**Document:**
The Definitive Guide to Observability in Kubernetes
Introduction
If you’re a seasoned IT professional — or just someone who paid attention in IT Ops 101 — you may think you know the ins and outs of observability. And you probably do, at least when you are dealing with conventional application environments, like virtual machines.
When it comes time to monitor and manage a Kubernetes cluster, though, even a seasoned IT pro can quickly start to hate life. Kubernetes is a unique beast, and achieving observability for K8s is a daunting task even for the best and brightest among us. Although the famous “pillars of observability” — logs, metrics and traces — remain relevant in Kubernetes, simply collecting and analyzing these data points is hardly enough on its own to deliver the observability you need to understand what’s really happening in your clusters.
That’s because a Kubernetes cluster is a complex multi-layered, ever-changing web of resources and services. Full observability in this context requires not simply collecting logs, metrics and traces from individual applications and services within the cluster, but also relating these various data points together in a way that helps you understand the complex events taking place deep within your clusters. In addition, teams should think beyond just logs, metrics and traces by collecting all of the data available to them, including from sources like the CI/CD pipelines that feed into their K8s clusters and the GitOps workflows that drive them.
When it comes to Kubernetes observability, in other words, correlation of each and every data source available is the real kicker. It’s what separates mere monitoring from complete, actionable insight into the monster that we call K8s.
On top of all of this, simply accessing observability data in Kubernetes is a challenge to many admins. Kubernetes doesn’t expose logs, traces and metrics in the way that conventional applications and operating systems do. It demands more effort on the part of the IT team to get basic observability information, let alone make sense of that information.
Everything you’ve always wanted to know about K8s observability
We know there’s a steep learning curve to Kubernetes observability, and we want to help you overcome it. We’ve prepared this eBook to guide Kubernetes admins as they implement observability solutions for their clusters.

[Coordinate labeling data]
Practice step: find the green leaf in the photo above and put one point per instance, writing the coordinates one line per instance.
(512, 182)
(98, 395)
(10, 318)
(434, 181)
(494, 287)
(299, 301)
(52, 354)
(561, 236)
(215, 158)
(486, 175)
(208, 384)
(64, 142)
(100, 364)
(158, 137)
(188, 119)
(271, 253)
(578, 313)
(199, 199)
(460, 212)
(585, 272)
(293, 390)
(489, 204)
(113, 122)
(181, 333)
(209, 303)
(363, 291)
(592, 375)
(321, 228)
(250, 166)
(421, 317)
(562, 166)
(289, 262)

**Directions:**
• A. In the Kubernetes observability guide, what is called the real kicker for Kubernetes observability?
• B. Retype all of the coordinate labeling rows, line by line, without changing a character.
The Kubernetes observability guide and the rows were taken from separate sources.

**Per-task answers:**
• A. Correlation of each and every data source available.

• B.
Practice step: find the green leaf in the photo above and put one point per instance, writing the coordinates one line per instance.
(512, 182)
(98, 395)
(10, 318)
(434, 181)
(494, 287)
(299, 301)
(52, 354)
(561, 236)
(215, 158)
(486, 175)
(208, 384)
(64, 142)
(100, 364)
(158, 137)
(188, 119)
(271, 253)
(578, 313)
(199, 199)
(460, 212)
(585, 272)
(293, 390)
(489, 204)
(113, 122)
(181, 333)
(209, 303)
(363, 291)
(592, 375)
(321, 228)
(250, 166)
(421, 317)
(562, 166)
(289, 262)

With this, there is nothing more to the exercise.